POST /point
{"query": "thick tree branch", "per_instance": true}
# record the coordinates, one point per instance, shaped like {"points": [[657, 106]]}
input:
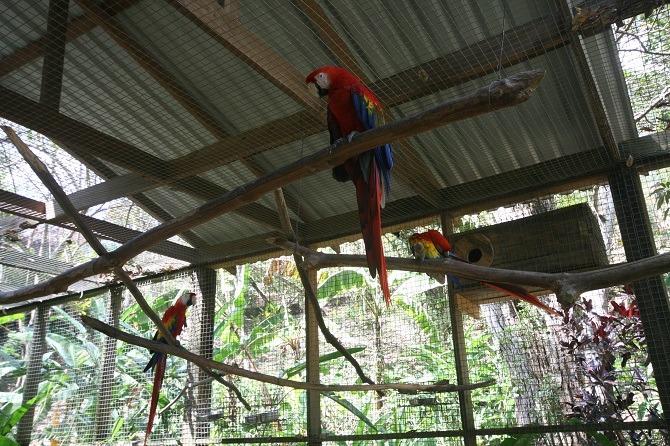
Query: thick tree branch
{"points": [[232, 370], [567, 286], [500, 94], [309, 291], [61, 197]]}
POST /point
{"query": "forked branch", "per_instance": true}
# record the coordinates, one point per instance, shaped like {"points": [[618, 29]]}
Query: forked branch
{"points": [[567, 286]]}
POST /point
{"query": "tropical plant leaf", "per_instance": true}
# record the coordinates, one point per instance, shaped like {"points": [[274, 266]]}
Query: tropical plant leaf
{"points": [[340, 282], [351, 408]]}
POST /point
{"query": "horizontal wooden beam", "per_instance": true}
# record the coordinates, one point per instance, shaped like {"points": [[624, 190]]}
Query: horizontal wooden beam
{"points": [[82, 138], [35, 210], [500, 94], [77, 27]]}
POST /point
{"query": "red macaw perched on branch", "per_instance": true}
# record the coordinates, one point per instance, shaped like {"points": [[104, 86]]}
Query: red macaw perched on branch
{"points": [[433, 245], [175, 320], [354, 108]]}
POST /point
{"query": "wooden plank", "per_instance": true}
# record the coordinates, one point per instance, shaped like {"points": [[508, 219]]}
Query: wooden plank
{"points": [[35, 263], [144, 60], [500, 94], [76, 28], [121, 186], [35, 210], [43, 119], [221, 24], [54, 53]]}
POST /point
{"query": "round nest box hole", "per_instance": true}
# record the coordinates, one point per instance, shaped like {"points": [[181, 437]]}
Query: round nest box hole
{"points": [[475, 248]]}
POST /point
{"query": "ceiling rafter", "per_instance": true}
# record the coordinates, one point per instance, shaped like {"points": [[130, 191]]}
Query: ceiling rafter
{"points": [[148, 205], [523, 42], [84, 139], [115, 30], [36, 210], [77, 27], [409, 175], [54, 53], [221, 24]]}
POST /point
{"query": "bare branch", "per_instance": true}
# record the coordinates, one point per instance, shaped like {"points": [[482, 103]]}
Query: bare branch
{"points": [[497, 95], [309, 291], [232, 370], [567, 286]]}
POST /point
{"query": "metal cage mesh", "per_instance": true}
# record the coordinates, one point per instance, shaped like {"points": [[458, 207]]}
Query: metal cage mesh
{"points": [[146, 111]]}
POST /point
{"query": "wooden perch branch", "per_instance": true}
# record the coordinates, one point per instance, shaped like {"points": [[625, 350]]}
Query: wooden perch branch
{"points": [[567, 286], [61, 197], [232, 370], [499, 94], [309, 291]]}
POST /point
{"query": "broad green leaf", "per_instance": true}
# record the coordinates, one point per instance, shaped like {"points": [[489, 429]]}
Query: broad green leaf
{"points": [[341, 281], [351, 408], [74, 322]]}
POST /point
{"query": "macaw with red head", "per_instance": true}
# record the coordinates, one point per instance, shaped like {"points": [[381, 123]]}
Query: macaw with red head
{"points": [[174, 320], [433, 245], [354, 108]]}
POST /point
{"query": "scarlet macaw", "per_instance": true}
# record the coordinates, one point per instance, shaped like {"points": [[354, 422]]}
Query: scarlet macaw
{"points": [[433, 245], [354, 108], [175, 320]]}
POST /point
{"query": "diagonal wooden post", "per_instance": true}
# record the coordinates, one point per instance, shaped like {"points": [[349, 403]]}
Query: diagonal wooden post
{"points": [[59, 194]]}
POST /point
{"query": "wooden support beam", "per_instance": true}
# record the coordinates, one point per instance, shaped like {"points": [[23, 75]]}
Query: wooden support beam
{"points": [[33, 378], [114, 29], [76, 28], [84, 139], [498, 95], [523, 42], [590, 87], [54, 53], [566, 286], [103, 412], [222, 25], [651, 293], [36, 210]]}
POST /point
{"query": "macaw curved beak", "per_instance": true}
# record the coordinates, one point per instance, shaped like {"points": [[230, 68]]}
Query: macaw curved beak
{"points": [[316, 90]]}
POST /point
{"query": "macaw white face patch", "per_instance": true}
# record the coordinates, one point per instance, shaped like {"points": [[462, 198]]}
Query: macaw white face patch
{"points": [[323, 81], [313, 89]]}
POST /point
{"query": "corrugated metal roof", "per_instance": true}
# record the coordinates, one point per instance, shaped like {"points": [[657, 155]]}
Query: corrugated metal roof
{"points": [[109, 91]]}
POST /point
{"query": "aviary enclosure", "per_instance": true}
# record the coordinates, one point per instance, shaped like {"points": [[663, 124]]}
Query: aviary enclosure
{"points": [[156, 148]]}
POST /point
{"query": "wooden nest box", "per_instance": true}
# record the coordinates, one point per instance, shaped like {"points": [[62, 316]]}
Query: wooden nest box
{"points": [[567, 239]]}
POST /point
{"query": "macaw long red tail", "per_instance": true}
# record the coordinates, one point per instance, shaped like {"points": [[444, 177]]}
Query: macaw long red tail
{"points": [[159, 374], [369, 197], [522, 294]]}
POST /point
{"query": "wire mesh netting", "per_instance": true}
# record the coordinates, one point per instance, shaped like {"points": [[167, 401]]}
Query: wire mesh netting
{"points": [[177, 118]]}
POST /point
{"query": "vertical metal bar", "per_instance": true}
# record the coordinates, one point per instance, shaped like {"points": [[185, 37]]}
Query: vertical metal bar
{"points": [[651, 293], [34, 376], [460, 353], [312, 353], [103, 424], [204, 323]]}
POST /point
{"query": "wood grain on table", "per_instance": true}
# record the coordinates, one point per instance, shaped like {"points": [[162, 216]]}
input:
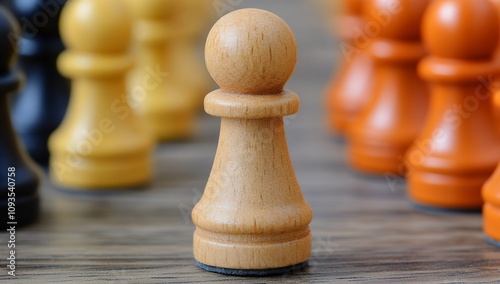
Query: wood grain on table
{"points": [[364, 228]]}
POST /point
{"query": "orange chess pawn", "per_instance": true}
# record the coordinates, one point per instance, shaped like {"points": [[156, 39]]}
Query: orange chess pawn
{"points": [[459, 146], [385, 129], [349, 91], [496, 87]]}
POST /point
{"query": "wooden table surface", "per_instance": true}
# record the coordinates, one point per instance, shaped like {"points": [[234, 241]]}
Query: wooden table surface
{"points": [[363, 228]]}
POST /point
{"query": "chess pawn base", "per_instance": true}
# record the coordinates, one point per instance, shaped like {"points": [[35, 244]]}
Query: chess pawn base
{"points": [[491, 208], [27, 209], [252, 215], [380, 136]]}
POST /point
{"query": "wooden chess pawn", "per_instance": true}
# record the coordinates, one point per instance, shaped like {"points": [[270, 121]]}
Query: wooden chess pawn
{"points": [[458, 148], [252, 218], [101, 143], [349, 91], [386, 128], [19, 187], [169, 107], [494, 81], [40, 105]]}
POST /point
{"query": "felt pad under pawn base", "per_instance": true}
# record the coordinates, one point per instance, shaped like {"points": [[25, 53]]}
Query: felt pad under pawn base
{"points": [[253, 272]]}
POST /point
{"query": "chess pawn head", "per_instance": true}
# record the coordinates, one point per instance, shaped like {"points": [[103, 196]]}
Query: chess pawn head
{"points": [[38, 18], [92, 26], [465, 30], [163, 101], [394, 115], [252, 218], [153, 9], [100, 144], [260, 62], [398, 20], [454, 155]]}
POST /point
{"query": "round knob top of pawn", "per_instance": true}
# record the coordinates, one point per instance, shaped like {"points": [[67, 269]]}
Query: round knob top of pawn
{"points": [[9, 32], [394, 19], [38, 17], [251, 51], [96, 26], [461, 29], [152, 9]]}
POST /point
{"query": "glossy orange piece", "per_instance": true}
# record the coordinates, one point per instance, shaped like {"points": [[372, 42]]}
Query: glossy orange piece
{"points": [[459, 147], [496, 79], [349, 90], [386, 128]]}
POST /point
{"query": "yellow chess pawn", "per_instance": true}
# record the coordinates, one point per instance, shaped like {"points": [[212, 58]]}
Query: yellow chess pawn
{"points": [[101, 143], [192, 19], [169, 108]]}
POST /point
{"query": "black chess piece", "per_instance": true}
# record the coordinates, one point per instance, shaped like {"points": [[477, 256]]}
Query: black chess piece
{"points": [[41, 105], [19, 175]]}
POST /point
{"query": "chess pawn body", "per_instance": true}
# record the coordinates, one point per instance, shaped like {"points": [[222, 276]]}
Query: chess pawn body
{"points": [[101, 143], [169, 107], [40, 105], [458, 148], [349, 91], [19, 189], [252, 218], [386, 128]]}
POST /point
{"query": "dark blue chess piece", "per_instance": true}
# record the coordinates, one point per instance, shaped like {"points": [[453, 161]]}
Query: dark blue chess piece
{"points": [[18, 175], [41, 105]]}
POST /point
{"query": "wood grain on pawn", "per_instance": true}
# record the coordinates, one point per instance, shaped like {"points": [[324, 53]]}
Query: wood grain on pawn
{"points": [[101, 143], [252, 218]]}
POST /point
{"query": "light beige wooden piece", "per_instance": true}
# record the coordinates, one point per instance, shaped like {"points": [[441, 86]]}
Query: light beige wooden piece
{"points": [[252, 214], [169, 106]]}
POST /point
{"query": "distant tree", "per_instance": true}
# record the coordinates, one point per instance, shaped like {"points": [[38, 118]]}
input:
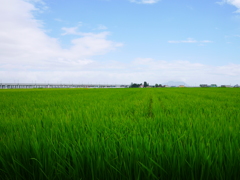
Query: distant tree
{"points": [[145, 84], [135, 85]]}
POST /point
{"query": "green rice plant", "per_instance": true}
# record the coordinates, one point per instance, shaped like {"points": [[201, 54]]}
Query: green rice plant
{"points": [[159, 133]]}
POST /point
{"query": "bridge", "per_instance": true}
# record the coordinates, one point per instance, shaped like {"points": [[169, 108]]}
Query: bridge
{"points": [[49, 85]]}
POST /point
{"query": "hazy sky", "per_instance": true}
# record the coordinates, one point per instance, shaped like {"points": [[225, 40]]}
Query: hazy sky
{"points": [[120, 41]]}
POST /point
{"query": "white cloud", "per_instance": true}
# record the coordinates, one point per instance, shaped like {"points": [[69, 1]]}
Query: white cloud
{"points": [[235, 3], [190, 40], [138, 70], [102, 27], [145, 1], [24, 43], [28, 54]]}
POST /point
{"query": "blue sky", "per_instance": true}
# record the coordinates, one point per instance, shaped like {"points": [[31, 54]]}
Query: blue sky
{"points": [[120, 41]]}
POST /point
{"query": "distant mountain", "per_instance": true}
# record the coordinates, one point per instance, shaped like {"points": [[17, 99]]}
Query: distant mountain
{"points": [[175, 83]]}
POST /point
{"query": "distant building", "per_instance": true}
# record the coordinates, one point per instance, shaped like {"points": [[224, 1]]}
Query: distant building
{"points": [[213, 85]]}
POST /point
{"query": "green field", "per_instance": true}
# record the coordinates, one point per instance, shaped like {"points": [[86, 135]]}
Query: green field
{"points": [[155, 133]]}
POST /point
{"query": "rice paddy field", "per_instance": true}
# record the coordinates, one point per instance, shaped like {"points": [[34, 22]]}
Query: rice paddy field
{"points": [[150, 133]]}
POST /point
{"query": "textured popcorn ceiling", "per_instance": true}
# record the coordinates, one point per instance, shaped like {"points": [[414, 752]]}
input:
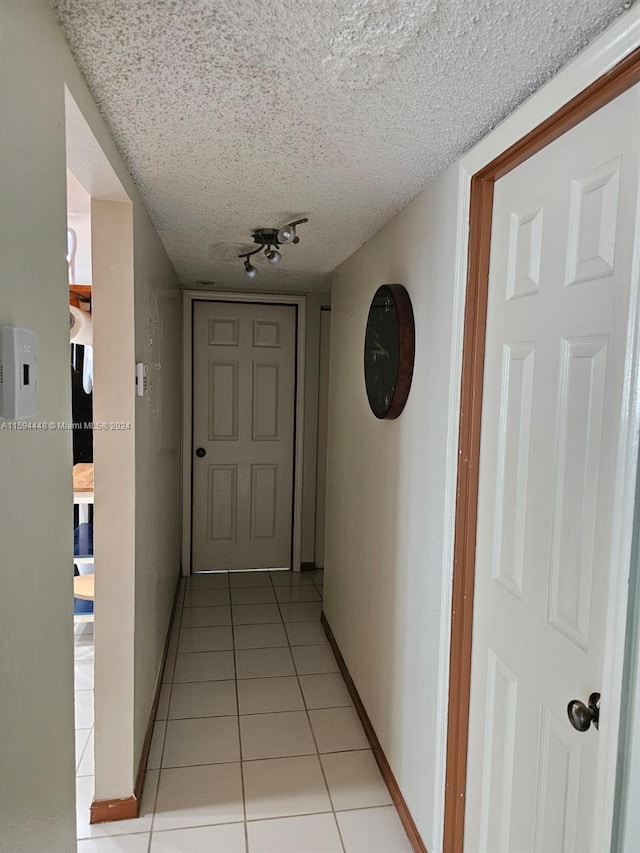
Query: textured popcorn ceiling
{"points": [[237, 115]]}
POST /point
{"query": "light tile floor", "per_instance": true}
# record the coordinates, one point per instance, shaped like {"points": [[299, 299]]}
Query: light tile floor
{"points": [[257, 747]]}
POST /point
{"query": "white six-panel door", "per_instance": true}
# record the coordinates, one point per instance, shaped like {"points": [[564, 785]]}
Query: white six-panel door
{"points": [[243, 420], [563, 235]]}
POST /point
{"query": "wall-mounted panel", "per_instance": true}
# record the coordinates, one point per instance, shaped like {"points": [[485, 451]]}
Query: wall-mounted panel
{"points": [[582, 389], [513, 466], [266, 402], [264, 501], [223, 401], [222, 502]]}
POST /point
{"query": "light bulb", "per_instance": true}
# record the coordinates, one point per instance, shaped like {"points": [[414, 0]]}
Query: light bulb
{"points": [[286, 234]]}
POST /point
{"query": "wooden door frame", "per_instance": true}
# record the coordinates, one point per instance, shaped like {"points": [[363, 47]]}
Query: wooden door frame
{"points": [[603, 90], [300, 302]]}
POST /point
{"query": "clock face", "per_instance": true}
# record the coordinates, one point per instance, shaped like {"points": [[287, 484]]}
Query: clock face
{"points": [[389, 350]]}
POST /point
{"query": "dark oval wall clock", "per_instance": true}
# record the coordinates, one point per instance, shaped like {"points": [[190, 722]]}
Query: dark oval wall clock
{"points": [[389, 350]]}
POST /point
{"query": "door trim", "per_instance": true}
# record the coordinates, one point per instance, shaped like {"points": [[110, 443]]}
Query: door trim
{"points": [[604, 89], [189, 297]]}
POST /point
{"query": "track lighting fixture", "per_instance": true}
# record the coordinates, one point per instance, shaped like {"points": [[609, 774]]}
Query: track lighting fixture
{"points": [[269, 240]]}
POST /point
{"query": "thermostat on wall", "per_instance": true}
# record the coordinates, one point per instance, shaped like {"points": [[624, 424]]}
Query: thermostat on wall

....

Select every line in the rows above that contains the word "field", treating uppercase and lowercase as different.

{"query": "green field", "per_instance": true}
Query: green field
{"query": "rice paddy field", "per_instance": true}
Query: rice paddy field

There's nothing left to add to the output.